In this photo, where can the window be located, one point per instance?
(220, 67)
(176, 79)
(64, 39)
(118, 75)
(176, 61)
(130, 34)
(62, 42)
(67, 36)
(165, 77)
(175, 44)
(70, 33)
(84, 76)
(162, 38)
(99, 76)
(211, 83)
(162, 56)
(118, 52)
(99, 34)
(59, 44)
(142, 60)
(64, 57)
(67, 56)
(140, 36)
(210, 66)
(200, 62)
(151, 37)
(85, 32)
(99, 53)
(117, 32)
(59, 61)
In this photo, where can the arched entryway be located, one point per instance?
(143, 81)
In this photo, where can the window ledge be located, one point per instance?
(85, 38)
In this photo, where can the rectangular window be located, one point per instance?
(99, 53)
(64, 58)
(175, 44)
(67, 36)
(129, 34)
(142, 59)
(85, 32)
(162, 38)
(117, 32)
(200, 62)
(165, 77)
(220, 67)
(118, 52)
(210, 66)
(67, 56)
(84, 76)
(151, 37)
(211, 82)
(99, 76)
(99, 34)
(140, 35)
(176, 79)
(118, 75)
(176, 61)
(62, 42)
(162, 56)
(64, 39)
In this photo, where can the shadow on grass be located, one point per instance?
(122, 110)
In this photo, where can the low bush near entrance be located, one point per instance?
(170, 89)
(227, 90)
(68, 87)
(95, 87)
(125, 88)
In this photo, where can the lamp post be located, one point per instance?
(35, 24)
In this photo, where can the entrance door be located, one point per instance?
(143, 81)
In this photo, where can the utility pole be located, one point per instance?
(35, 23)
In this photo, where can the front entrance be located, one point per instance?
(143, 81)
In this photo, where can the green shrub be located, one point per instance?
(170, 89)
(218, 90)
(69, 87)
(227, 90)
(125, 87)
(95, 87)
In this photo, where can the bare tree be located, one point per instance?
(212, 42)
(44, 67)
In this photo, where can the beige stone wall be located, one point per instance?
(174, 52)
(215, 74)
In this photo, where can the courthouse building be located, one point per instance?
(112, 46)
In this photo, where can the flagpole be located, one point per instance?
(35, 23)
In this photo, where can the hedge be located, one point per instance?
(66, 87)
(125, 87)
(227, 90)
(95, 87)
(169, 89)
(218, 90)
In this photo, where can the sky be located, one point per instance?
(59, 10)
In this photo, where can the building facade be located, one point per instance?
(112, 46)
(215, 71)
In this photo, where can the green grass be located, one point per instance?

### Exercise objective
Please set down all of the records exactly.

### Response to this exercise
In this photo, where can the window be located, one point per instance?
(220, 67)
(176, 79)
(64, 39)
(118, 75)
(176, 61)
(130, 34)
(62, 42)
(67, 36)
(165, 77)
(175, 44)
(70, 33)
(84, 76)
(162, 38)
(99, 76)
(211, 83)
(162, 56)
(118, 52)
(99, 34)
(59, 44)
(142, 60)
(64, 57)
(67, 56)
(140, 36)
(210, 66)
(200, 62)
(151, 37)
(85, 32)
(99, 53)
(117, 32)
(59, 61)
In this photo, where can the arched entryway be located, one point per instance?
(143, 81)
In this photo, where can the window ledge be located, one point per instance?
(85, 38)
In this photo, where can the rectangular window be located, one point per instance?
(99, 53)
(64, 58)
(175, 44)
(67, 36)
(129, 34)
(142, 59)
(85, 32)
(162, 38)
(117, 32)
(200, 62)
(165, 77)
(220, 67)
(118, 52)
(210, 66)
(67, 56)
(84, 76)
(151, 37)
(211, 82)
(99, 76)
(99, 34)
(140, 35)
(176, 79)
(118, 75)
(176, 61)
(62, 42)
(162, 56)
(64, 39)
In this photo, where can the shadow on grass be located, one point per instance?
(122, 110)
In this photo, where can the low bush near entrance be located, one point per instance?
(170, 89)
(227, 90)
(68, 87)
(95, 87)
(125, 88)
In this photo, where can the lamp post be located, one point per instance?
(35, 24)
In this photo, where can the entrance door be located, one point per instance?
(143, 81)
In this photo, where can the utility pole be located, one point per instance?
(35, 23)
In this photo, where can the front entrance be located, one point per instance?
(143, 81)
In this photo, where can the green shrub be located, one point per instance?
(170, 89)
(218, 90)
(69, 87)
(227, 90)
(125, 87)
(95, 87)
In this photo, where can the bare tree be located, one point per instance?
(212, 42)
(44, 67)
In this photo, where can the beige stone wall be located, one point per instance?
(174, 52)
(215, 74)
In this photo, where can the courthouse building be located, one point per instance?
(112, 46)
In this photo, where can the flagpole be located, one point per instance?
(35, 23)
In this photo, where can the hedge be located, one point per instance?
(66, 87)
(125, 87)
(227, 90)
(95, 87)
(169, 89)
(218, 90)
In this photo, where can the sky be located, one point per instance?
(59, 10)
In this photo, where can the building facade be located, one point per instance?
(112, 46)
(215, 71)
In this photo, where can the green grass be located, one point per instance?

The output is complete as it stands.